Data records:
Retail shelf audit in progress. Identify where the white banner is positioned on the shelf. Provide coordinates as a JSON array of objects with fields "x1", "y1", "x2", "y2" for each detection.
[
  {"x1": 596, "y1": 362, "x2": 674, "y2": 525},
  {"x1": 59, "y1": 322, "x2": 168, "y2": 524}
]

---

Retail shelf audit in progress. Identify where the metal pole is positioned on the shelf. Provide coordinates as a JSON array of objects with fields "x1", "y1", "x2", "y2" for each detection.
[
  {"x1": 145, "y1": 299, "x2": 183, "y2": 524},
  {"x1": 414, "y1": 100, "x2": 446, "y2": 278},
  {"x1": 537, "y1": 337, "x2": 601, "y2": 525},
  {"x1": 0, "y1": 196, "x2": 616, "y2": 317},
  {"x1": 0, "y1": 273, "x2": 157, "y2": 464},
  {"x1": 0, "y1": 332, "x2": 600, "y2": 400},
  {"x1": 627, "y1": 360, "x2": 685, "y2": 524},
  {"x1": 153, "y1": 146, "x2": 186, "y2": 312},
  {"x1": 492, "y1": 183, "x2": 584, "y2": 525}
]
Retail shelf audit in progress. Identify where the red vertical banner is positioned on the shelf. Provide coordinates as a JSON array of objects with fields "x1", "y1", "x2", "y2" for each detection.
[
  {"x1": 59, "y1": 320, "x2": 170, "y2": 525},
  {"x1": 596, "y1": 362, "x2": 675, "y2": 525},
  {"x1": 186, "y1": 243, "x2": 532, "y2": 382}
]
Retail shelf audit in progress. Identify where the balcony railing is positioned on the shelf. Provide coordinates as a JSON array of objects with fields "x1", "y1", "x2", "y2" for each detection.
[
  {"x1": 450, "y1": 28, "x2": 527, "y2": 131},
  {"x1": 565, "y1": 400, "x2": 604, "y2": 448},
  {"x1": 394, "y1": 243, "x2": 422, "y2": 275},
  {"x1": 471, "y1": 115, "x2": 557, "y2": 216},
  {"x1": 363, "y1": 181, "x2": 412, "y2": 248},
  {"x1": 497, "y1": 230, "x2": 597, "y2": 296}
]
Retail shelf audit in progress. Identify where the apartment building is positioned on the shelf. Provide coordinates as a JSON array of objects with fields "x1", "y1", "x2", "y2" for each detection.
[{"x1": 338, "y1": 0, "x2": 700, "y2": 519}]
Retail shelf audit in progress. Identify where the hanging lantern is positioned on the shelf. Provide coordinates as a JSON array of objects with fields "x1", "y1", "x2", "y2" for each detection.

WHAT YOU HAVE TO DO: Taking the entries above, write out exactly the lines starting with the line containing "Retail shelf audit in progress. Identify where the apartment" and going on through the line containing "Retail shelf audit in progress. Identify where the hanging", both included, and nothing else.

ANSWER BELOW:
Retail shelf audit in progress. Identify where the apartment building is positioned on the shelf. Provide coordinates as a JSON array of objects with fields "x1", "y1", "x2", "y2" for each detection.
[{"x1": 338, "y1": 0, "x2": 700, "y2": 519}]
Retail shelf audit in progress. Identify where the hanging lantern is positioned on the shelf. Provide coordinates as a JSON array of objects with fields "x1", "y1", "x2", "y2" for each detection.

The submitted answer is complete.